--- Start of Input ---

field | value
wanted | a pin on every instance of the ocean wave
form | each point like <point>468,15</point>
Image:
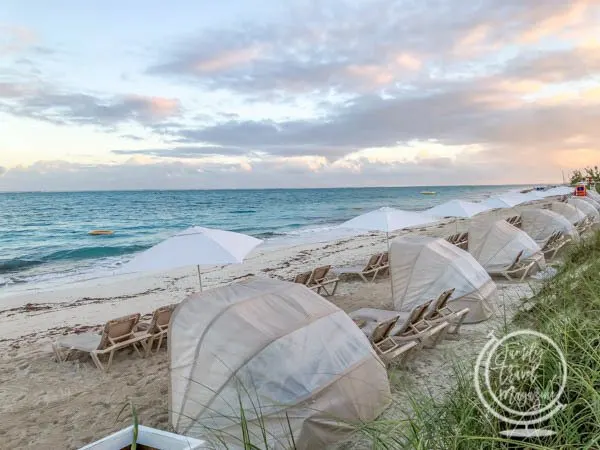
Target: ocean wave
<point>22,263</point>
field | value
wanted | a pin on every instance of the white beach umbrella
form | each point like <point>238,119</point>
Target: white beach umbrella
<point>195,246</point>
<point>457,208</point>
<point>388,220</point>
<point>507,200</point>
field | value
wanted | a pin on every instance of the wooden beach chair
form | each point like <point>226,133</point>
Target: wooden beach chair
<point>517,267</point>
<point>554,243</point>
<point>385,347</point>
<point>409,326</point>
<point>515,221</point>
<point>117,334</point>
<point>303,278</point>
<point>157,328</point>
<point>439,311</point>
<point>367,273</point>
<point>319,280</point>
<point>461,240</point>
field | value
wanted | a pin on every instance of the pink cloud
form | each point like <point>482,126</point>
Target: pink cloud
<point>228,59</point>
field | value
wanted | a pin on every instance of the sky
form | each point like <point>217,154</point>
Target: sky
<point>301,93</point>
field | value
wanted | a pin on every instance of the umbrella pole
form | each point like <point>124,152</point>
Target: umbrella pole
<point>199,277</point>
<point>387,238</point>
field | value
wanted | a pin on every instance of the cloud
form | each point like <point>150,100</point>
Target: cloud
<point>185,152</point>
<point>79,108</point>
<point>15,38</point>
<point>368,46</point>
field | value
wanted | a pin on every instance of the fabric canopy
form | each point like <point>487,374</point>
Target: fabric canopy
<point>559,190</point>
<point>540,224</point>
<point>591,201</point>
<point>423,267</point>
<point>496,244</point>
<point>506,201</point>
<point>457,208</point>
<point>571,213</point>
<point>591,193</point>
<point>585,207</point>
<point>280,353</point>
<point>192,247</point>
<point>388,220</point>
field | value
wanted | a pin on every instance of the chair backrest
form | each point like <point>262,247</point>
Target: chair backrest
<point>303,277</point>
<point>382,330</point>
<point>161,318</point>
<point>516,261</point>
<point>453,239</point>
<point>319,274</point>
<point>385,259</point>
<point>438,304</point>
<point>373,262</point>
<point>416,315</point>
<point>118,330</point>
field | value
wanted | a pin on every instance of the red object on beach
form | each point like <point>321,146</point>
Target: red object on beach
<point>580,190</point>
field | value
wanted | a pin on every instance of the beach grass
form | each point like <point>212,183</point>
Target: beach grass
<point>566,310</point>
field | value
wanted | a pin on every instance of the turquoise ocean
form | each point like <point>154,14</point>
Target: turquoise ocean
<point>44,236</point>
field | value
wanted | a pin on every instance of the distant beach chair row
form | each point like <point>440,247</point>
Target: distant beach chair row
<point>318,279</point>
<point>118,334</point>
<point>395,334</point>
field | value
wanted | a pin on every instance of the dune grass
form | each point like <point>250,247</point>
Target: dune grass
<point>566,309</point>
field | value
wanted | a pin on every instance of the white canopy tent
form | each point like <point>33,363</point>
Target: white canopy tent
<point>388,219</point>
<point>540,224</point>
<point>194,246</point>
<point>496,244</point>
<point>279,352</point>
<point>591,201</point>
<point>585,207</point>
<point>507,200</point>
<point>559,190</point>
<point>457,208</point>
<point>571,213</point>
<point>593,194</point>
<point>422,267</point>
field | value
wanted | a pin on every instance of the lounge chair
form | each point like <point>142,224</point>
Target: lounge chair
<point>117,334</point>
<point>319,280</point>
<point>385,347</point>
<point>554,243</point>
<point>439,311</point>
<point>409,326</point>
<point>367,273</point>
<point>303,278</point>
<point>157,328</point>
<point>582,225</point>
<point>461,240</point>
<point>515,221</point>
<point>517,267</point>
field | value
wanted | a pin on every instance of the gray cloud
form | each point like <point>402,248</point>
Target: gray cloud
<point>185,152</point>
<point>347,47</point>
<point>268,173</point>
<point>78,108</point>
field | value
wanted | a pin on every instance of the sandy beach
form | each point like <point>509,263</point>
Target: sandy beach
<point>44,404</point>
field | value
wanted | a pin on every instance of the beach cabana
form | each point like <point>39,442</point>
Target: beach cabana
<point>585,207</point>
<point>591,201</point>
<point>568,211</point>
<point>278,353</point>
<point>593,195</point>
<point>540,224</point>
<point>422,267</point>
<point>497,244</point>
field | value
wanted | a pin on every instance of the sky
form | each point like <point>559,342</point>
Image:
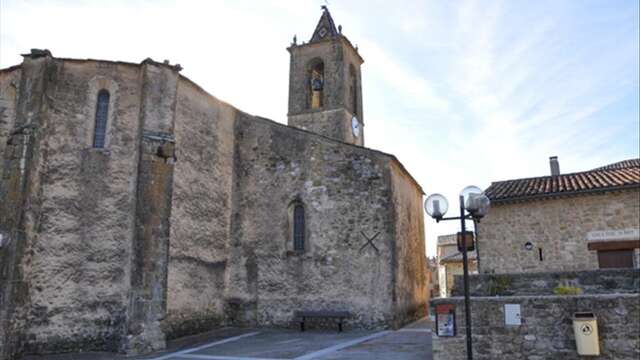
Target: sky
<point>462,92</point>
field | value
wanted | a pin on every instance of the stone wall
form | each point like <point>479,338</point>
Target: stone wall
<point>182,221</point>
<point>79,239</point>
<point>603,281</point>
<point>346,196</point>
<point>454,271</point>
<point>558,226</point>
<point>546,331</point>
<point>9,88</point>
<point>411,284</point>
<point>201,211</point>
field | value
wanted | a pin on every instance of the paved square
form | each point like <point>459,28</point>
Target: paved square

--- End of Input ---

Exercise brief:
Please arrange all of the data above as a numbered list, skipping any blank lines and leaving the pictures out.

The completed task:
1. field | value
2. wanted | a pin on every instance of the ocean wave
3. form | each point like <point>468,15</point>
4. Image:
5. Target: ocean wave
6. <point>22,263</point>
7. field | value
8. wanted | a pin on every instance of the white beach umbrella
9. form | each point like <point>238,119</point>
10. Target: white beach umbrella
11. <point>195,246</point>
12. <point>457,208</point>
13. <point>388,220</point>
14. <point>507,200</point>
15. field | value
16. wanted | a pin on every instance of the wooden beach chair
17. form | each point like <point>226,133</point>
18. Target: wooden beach chair
19. <point>517,267</point>
20. <point>554,243</point>
21. <point>385,347</point>
22. <point>409,326</point>
23. <point>515,221</point>
24. <point>117,334</point>
25. <point>303,278</point>
26. <point>157,328</point>
27. <point>439,311</point>
28. <point>367,273</point>
29. <point>319,280</point>
30. <point>461,240</point>
31. field | value
32. wanted | a pin on every instance of the pink cloud
33. form | each point like <point>482,126</point>
34. Target: pink cloud
35. <point>228,59</point>
36. field | value
37. wanted | a pin on every instance of the sky
38. form | each point like <point>217,154</point>
39. Target: sky
40. <point>301,93</point>
41. field | value
42. wanted | a pin on every instance of the umbrella pole
43. form | each point like <point>124,152</point>
44. Target: umbrella pole
45. <point>199,277</point>
46. <point>387,238</point>
47. field | value
48. wanted | a pin on every instance of the cloud
49. form | each point like <point>150,100</point>
50. Target: cloud
51. <point>185,152</point>
52. <point>79,108</point>
53. <point>15,38</point>
54. <point>368,46</point>
55. field | value
56. wanted | a pin on every instance of the fabric canopy
57. form | each point like <point>487,374</point>
58. Target: fabric canopy
59. <point>559,190</point>
60. <point>540,224</point>
61. <point>591,201</point>
62. <point>423,267</point>
63. <point>496,244</point>
64. <point>506,201</point>
65. <point>457,208</point>
66. <point>571,213</point>
67. <point>591,193</point>
68. <point>585,207</point>
69. <point>280,353</point>
70. <point>192,247</point>
71. <point>388,220</point>
72. field | value
73. wanted | a pin on every instance of the chair backrest
74. form | each point like <point>262,247</point>
75. Target: chair backrest
76. <point>303,277</point>
77. <point>382,330</point>
78. <point>161,318</point>
79. <point>516,261</point>
80. <point>453,239</point>
81. <point>319,274</point>
82. <point>385,259</point>
83. <point>438,304</point>
84. <point>373,262</point>
85. <point>416,315</point>
86. <point>118,330</point>
87. field | value
88. wanted | a pin on every instance of the red object on beach
89. form | each point like <point>321,146</point>
90. Target: red object on beach
91. <point>580,190</point>
92. field | value
93. wanted | a pin on every instance of the beach grass
94. form | each point like <point>212,183</point>
95. Target: beach grass
96. <point>566,310</point>
97. field | value
98. wanted | a pin on every instance of the turquoise ocean
99. form | each point like <point>154,14</point>
100. Target: turquoise ocean
101. <point>44,236</point>
102. field | value
103. wanted | a pin on every instance of the distant beach chair row
104. form | each point like <point>440,247</point>
105. Target: distant beach chair row
106. <point>318,279</point>
107. <point>118,334</point>
108. <point>395,334</point>
109. field | value
110. wanted | a pin on every instance of the dune grass
111. form | each point like <point>250,247</point>
112. Target: dune grass
113. <point>566,309</point>
114. field | value
115. wanted | a pin on every instance of the white canopy tent
116. form | each point like <point>33,363</point>
117. Target: white canopy tent
118. <point>388,219</point>
119. <point>540,224</point>
120. <point>194,246</point>
121. <point>496,244</point>
122. <point>279,352</point>
123. <point>591,201</point>
124. <point>585,207</point>
125. <point>507,200</point>
126. <point>559,190</point>
127. <point>457,208</point>
128. <point>571,213</point>
129. <point>593,194</point>
130. <point>422,267</point>
131. field | value
132. wanted | a pin on every instance of the lounge chair
133. form | each point like <point>142,224</point>
134. Target: lounge chair
135. <point>117,334</point>
136. <point>319,280</point>
137. <point>385,347</point>
138. <point>554,243</point>
139. <point>439,311</point>
140. <point>409,326</point>
141. <point>367,273</point>
142. <point>303,278</point>
143. <point>157,328</point>
144. <point>582,225</point>
145. <point>461,240</point>
146. <point>515,221</point>
147. <point>517,267</point>
148. field | value
149. wanted | a pin on every instance of the gray cloud
150. form | each point like <point>402,248</point>
151. Target: gray cloud
152. <point>185,152</point>
153. <point>347,47</point>
154. <point>268,173</point>
155. <point>78,108</point>
156. field | value
157. wanted | a pin on every instance of the sandy beach
158. form | each point like <point>509,263</point>
159. Target: sandy beach
160. <point>44,404</point>
161. field | value
162. wanted | a pin on every instance of the beach cabana
163. form | each point like <point>39,442</point>
164. Target: beach cabana
165. <point>585,207</point>
166. <point>591,201</point>
167. <point>568,211</point>
168. <point>278,353</point>
169. <point>593,195</point>
170. <point>540,224</point>
171. <point>422,267</point>
172. <point>497,244</point>
173. field | value
174. wanted | a pin on every instance of the sky
175. form | each point like <point>559,342</point>
176. Image:
177. Target: sky
178. <point>462,92</point>
179. field | value
180. wanted | a pin on every instance of the stone wall
181. form | each point like <point>479,338</point>
182. Target: stone wall
183. <point>182,221</point>
184. <point>79,239</point>
185. <point>603,281</point>
186. <point>346,196</point>
187. <point>454,271</point>
188. <point>558,226</point>
189. <point>546,331</point>
190. <point>9,88</point>
191. <point>411,284</point>
192. <point>201,211</point>
193. field | value
194. wanted | a pin on every instance of the paved square
195. form | each point like <point>459,28</point>
196. Target: paved square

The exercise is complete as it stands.